### WHAT YOU SHOULD DO
Reproduce every record below exactly as it appears.

### DATASET EXTRACT
━━━
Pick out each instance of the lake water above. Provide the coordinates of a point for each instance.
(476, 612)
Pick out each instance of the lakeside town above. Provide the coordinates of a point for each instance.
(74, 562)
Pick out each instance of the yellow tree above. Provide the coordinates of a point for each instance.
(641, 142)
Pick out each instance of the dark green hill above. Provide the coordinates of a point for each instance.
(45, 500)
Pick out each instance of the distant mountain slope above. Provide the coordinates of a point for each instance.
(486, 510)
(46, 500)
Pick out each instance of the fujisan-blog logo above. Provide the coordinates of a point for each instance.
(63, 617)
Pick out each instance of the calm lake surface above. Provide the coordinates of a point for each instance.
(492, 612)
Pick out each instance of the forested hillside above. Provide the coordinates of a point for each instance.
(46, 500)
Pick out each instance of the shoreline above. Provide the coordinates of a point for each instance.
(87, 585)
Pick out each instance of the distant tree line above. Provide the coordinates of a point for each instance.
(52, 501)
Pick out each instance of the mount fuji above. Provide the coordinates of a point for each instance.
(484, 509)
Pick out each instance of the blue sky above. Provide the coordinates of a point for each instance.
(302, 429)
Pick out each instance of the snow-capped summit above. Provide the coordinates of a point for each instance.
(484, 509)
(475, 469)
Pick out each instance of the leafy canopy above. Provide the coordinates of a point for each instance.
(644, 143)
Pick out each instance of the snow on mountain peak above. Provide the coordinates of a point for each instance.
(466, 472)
━━━
### SOLUTION TO THE PROBLEM
Pick out each instance of the lake water above. Provide the coordinates of a point for each instance.
(476, 612)
Pick out each instance of the lakeside town above. Provide the coordinates of a point for each instance.
(74, 562)
Pick out each instance of the yellow tree above. Provide the coordinates of a point for each instance.
(641, 142)
Pick out each instance of the dark green hill above. Provide the coordinates of a point for each instance.
(45, 500)
Pick out each instance of the distant mountain slope above. Provide the coordinates of a point for each instance.
(486, 510)
(46, 500)
Pick out each instance of the fujisan-blog logo above. Provide the coordinates of a point for each instance.
(63, 617)
Pick out each instance of the calm lake surface above. Provide the coordinates of a point for each instance.
(492, 612)
Pick out each instance of the forested hillside above. Provide the coordinates of a point for each instance.
(46, 500)
Pick out each instance of the shoreline above. Provide the coordinates of a point for each instance.
(87, 585)
Pick out each instance of the distant tree line above. Provide the coordinates of a point for each instance.
(52, 501)
Pick out each instance of the mount fuji above. Provide the coordinates of a point for each instance.
(484, 509)
Pick out each instance of the blue sky above. Provide the coordinates of a point for each instance.
(302, 429)
Pick out each instance of the snow-capped summit above. Provide the coordinates of a point for each instance.
(484, 509)
(475, 469)
Pick out each instance of the leafy canopy above. Provide the coordinates of a point for each instance.
(644, 143)
Pick out each instance of the snow on mountain peak above. Provide the coordinates of a point for each instance.
(466, 472)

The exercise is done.